Challenge:
Extract each line of the listing below that contains the string "every", matching case exactly.

Labeled area outline items:
(begin)
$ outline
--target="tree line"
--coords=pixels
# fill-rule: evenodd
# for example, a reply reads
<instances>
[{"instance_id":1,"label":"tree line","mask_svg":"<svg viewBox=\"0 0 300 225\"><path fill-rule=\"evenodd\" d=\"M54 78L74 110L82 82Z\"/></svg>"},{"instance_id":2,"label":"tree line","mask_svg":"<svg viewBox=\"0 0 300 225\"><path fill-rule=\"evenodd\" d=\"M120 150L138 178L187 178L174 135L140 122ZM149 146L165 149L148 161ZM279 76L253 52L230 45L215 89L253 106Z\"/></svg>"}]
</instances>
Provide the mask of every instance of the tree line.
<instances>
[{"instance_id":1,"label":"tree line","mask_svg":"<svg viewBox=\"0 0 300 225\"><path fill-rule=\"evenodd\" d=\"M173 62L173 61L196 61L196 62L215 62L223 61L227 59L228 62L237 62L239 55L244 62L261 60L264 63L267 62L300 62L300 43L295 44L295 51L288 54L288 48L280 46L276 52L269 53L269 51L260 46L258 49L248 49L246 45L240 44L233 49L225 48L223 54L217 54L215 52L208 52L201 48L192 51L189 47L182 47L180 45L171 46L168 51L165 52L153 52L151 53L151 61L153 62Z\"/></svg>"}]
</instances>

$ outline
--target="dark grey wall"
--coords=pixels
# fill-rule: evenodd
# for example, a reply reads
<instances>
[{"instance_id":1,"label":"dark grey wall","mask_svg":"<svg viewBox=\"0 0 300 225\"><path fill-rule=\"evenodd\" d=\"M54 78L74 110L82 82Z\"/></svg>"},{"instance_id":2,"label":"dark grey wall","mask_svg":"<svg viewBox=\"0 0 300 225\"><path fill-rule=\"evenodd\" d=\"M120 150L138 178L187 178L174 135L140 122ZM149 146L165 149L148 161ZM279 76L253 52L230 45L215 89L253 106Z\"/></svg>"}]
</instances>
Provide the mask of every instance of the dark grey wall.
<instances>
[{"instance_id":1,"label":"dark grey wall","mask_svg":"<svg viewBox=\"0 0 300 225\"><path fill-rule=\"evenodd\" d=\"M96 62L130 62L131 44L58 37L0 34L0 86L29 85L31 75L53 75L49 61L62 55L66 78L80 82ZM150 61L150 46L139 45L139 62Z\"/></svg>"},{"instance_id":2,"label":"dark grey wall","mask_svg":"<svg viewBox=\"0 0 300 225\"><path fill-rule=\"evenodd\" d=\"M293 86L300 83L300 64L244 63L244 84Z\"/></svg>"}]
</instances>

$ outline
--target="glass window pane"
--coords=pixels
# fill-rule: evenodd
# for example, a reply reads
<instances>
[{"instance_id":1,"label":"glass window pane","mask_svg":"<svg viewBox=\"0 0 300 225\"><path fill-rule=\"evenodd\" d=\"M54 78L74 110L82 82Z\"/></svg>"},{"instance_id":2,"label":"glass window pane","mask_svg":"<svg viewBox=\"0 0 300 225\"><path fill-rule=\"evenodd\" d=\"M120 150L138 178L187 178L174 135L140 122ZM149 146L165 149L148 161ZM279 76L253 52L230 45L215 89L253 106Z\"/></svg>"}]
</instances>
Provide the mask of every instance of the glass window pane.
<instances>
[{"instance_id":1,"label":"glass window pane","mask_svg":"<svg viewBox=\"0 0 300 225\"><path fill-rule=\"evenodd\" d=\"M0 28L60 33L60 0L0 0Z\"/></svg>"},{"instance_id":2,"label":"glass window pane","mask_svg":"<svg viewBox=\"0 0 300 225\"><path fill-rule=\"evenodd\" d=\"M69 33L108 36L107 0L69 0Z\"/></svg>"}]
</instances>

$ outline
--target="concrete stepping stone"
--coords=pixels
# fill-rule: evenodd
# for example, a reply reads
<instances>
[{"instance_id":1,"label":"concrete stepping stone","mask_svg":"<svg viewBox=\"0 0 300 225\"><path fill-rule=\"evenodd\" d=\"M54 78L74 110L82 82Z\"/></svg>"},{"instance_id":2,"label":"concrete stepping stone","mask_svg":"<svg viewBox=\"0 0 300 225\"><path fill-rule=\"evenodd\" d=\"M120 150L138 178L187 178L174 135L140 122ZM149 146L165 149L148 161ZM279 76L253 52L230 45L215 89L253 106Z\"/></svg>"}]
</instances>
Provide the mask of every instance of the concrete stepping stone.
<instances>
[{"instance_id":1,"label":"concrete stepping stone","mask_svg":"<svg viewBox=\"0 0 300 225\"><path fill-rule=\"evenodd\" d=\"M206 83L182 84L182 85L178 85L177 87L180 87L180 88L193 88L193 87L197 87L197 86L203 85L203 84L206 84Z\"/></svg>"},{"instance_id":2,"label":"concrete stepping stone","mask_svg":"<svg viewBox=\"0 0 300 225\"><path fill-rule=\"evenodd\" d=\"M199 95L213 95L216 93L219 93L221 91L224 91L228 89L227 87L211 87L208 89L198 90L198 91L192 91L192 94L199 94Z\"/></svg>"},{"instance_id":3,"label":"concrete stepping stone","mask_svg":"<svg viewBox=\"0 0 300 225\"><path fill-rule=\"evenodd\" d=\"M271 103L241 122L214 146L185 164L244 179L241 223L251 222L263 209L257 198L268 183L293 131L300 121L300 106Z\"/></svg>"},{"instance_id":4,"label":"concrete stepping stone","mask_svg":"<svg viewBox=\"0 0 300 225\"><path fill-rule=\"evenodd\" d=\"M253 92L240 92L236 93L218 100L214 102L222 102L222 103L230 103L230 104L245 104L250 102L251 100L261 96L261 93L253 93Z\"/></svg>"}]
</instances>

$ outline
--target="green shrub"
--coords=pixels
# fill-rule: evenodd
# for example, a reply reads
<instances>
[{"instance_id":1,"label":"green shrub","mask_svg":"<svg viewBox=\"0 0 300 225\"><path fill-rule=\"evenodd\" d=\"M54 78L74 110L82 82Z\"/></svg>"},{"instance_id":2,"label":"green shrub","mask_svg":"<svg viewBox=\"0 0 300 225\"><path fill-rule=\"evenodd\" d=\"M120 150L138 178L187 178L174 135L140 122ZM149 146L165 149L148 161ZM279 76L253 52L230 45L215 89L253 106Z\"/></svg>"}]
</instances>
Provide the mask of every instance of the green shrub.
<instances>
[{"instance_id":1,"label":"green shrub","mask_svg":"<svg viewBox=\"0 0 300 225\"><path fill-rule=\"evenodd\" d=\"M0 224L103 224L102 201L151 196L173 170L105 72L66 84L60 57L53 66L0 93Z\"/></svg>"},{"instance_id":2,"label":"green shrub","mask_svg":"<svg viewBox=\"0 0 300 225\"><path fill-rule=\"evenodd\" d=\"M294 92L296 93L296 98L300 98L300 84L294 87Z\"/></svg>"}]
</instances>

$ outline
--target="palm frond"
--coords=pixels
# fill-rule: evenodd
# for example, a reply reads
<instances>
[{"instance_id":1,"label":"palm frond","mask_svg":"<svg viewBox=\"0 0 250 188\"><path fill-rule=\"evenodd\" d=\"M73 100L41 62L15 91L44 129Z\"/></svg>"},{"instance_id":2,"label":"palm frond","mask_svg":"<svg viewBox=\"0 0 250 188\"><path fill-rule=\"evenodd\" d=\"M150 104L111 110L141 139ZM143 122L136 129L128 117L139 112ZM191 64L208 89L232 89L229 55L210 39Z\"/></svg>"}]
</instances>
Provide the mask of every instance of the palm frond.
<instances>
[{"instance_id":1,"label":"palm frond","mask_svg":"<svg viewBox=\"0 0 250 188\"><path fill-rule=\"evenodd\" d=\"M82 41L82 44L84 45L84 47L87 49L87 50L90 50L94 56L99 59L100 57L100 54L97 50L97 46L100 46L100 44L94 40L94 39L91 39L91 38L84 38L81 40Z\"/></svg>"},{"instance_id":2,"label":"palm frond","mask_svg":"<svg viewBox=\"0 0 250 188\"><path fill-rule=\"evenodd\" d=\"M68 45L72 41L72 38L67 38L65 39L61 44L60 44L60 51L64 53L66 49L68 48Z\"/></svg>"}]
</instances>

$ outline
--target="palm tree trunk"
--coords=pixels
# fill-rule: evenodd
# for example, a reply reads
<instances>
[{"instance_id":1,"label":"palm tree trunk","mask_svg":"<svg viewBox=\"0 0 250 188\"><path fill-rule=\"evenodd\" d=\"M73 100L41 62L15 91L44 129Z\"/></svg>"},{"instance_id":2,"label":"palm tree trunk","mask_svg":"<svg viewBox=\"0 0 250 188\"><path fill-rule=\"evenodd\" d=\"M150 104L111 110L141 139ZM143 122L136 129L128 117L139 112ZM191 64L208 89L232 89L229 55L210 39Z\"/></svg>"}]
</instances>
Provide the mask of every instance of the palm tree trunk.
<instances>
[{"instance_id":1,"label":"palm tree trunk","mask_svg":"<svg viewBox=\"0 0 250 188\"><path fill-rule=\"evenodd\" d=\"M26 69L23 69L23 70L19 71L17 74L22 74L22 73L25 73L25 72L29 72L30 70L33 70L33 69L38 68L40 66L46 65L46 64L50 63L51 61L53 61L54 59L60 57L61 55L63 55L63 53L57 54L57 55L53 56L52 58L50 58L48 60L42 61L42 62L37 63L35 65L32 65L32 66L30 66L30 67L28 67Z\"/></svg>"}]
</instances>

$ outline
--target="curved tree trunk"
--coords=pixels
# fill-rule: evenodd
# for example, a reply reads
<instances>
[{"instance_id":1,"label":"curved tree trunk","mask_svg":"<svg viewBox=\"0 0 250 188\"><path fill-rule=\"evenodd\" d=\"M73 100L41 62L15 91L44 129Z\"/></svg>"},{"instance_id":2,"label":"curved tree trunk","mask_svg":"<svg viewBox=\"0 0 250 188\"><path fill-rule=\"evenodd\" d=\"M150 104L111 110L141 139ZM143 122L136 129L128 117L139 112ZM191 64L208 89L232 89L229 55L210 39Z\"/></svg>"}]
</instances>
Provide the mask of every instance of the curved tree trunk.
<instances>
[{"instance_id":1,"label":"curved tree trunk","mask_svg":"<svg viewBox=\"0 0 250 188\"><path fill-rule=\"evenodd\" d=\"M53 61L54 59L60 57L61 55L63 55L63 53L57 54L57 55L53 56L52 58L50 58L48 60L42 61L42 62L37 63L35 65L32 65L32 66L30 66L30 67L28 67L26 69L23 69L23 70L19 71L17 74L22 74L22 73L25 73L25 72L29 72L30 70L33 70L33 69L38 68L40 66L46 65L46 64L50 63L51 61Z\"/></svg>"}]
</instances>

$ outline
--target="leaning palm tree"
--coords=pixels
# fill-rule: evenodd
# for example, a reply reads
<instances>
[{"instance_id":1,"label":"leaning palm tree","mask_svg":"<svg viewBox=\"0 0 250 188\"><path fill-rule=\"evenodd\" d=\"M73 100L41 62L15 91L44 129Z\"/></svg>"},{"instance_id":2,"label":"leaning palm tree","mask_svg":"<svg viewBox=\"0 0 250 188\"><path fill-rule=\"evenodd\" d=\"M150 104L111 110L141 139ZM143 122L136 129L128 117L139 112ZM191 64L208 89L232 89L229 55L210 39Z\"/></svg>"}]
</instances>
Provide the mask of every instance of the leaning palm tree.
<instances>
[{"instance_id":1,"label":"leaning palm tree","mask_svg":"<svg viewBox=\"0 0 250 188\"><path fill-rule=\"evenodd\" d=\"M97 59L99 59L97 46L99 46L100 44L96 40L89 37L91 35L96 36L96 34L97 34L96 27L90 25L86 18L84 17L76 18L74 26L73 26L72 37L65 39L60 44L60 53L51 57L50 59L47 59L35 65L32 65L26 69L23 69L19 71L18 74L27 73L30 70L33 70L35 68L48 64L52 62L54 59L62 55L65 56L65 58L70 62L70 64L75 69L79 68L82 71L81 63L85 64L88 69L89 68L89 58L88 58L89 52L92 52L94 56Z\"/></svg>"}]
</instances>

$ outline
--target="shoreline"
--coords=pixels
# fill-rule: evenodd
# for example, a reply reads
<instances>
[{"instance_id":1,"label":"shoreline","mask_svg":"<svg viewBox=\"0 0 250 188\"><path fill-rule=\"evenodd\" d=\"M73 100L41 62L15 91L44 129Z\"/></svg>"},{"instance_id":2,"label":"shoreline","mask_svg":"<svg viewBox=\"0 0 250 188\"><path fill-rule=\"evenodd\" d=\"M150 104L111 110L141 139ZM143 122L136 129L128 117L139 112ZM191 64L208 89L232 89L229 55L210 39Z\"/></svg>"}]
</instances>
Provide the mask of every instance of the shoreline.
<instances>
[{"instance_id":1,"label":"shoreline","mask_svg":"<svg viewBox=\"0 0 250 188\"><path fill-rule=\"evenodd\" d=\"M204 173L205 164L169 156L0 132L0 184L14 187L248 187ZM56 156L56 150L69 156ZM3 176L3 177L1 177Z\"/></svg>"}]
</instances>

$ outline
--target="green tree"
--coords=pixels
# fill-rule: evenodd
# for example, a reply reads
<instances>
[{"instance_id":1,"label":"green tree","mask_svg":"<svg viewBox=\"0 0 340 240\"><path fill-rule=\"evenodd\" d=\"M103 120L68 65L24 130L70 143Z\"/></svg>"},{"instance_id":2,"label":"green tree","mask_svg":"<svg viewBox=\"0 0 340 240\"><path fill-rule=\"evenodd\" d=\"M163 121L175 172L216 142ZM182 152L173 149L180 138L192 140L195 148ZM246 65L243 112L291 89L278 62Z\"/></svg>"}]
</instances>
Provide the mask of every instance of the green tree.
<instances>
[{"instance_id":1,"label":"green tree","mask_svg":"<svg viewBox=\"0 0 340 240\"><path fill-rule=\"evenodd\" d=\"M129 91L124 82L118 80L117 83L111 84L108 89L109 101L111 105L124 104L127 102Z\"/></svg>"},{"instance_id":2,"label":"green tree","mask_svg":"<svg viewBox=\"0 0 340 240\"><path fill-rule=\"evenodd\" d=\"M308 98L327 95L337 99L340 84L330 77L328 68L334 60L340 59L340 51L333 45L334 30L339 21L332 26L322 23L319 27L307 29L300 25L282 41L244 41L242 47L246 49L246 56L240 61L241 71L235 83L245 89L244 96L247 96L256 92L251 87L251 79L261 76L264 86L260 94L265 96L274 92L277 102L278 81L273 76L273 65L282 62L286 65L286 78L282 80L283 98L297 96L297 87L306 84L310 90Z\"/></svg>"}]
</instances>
(end)
Exercise output:
Provide the mask of every instance of the tree line.
Provide the mask of every instance of the dark grey wall.
Provide the mask of every instance of the glass window pane.
Provide the mask of every instance of the concrete stepping stone.
Provide the mask of every instance of the green shrub.
Provide the mask of every instance of the palm frond.
Provide the mask of every instance of the palm tree trunk.
Provide the mask of every instance of the curved tree trunk.
Provide the mask of every instance of the leaning palm tree.
Provide the mask of every instance of the shoreline.
Provide the mask of every instance of the green tree.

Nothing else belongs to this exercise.